Data entries:
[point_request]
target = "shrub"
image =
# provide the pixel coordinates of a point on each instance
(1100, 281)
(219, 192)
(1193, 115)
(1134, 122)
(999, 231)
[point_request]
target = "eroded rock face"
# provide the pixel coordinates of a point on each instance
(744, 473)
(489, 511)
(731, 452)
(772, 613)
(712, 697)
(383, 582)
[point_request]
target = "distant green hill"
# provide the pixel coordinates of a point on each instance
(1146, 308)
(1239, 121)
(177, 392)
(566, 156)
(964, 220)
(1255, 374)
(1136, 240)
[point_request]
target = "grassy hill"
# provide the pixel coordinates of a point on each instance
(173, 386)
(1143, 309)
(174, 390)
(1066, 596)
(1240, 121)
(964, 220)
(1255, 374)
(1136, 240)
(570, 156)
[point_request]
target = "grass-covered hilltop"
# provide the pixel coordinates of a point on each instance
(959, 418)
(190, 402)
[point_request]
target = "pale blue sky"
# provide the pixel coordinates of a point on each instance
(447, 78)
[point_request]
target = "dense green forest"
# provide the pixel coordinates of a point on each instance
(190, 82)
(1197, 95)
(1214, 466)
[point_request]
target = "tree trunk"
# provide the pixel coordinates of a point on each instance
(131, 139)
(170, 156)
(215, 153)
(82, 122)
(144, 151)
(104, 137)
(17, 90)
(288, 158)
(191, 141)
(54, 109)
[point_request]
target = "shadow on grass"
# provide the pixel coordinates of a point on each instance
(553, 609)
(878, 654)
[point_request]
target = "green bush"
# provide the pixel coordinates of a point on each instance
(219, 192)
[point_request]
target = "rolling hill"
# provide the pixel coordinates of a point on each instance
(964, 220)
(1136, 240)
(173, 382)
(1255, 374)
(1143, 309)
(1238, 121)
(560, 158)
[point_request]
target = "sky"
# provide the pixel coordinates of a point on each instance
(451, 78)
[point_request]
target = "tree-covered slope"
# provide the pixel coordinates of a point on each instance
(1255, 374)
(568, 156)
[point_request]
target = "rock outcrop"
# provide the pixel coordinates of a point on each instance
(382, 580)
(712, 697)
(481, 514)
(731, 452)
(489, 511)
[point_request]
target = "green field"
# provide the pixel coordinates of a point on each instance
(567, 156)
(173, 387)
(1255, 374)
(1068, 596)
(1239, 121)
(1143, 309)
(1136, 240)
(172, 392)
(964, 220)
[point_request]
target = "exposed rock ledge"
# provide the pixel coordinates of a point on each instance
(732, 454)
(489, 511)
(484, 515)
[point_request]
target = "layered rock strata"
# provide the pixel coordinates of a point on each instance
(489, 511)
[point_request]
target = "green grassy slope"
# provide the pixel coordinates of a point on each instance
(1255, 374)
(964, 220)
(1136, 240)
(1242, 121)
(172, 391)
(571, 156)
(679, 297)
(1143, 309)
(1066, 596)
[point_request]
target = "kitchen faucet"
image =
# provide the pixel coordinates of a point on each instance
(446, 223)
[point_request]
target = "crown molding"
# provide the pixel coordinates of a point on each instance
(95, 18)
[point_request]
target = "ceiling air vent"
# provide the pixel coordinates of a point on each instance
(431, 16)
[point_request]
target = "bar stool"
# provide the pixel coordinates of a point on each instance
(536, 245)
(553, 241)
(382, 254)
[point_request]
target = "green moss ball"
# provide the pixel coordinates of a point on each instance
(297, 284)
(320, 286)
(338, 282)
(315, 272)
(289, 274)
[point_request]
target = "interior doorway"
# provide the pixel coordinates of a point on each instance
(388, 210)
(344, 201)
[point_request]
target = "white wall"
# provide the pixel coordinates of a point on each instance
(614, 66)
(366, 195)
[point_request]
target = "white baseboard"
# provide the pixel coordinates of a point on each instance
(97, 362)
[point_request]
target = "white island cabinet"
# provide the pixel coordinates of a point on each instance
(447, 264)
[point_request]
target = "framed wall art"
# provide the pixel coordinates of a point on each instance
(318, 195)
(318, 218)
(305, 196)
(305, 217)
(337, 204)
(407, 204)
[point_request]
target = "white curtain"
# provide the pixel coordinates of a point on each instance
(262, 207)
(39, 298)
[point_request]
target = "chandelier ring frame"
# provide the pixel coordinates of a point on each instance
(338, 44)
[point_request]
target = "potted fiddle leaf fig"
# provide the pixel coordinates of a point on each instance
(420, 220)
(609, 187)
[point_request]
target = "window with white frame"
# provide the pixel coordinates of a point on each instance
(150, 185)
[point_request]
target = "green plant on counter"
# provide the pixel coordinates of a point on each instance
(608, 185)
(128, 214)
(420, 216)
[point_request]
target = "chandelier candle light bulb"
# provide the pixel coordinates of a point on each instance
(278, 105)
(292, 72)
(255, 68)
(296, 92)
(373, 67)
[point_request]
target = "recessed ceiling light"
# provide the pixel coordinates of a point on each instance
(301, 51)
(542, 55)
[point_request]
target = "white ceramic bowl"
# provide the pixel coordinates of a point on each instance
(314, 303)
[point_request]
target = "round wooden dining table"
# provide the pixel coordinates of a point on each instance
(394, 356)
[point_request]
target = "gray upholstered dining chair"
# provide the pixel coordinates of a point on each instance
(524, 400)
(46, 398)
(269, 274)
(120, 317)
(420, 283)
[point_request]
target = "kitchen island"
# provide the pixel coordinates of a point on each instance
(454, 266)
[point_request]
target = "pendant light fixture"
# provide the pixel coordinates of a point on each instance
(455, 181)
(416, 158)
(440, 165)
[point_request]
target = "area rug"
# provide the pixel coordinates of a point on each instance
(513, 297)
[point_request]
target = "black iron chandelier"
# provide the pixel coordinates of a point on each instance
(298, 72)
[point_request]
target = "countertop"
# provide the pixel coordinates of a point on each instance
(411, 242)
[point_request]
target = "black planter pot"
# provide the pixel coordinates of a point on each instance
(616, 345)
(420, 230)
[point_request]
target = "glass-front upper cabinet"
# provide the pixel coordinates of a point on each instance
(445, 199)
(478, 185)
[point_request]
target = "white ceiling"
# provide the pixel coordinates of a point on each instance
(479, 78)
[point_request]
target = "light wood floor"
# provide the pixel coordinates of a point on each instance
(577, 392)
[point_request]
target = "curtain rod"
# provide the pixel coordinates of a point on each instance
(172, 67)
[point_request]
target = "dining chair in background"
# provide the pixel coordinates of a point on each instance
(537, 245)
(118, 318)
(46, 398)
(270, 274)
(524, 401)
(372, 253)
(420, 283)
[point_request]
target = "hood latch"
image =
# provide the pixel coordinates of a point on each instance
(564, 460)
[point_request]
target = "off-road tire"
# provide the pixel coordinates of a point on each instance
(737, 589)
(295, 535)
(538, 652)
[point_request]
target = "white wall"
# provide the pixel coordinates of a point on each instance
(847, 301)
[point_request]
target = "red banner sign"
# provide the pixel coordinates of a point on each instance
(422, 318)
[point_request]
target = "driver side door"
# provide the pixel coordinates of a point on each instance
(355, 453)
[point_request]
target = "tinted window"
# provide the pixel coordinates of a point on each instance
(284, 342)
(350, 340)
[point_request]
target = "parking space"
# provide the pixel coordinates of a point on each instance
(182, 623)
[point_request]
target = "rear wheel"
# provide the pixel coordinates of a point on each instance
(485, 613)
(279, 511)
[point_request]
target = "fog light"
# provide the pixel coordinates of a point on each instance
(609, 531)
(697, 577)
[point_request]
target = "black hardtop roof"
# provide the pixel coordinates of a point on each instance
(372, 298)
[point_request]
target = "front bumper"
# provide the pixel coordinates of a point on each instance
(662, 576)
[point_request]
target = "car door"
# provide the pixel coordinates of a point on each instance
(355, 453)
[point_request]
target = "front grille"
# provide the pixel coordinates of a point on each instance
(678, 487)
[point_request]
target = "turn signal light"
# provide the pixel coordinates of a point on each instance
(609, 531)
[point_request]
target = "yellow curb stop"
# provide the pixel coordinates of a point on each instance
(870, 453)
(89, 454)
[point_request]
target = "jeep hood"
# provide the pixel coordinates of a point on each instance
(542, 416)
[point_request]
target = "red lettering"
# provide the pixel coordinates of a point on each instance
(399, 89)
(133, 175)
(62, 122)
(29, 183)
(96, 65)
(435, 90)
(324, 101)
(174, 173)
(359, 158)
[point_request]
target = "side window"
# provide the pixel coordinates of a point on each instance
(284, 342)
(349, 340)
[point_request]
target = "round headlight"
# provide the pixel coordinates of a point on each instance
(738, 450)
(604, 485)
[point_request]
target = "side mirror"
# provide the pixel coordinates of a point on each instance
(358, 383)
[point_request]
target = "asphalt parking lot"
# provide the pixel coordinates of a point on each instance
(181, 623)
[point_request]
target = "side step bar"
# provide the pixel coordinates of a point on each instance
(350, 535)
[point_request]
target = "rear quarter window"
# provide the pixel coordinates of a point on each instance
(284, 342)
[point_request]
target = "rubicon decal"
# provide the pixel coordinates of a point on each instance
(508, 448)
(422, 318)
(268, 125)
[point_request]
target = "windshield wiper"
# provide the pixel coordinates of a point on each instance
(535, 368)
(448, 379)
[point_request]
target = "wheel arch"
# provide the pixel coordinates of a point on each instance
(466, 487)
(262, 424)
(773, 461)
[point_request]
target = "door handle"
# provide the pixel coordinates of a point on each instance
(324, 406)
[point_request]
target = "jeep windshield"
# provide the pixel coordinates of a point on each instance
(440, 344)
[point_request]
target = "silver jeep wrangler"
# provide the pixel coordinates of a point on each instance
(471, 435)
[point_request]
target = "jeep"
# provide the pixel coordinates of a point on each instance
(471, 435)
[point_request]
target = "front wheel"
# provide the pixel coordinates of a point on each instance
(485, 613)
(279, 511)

* _The problem_
Return each line among the entries that holds the word "chair".

* _Result of the exercise_
target = "gray upholstered dining chair"
target = "dining chair in background"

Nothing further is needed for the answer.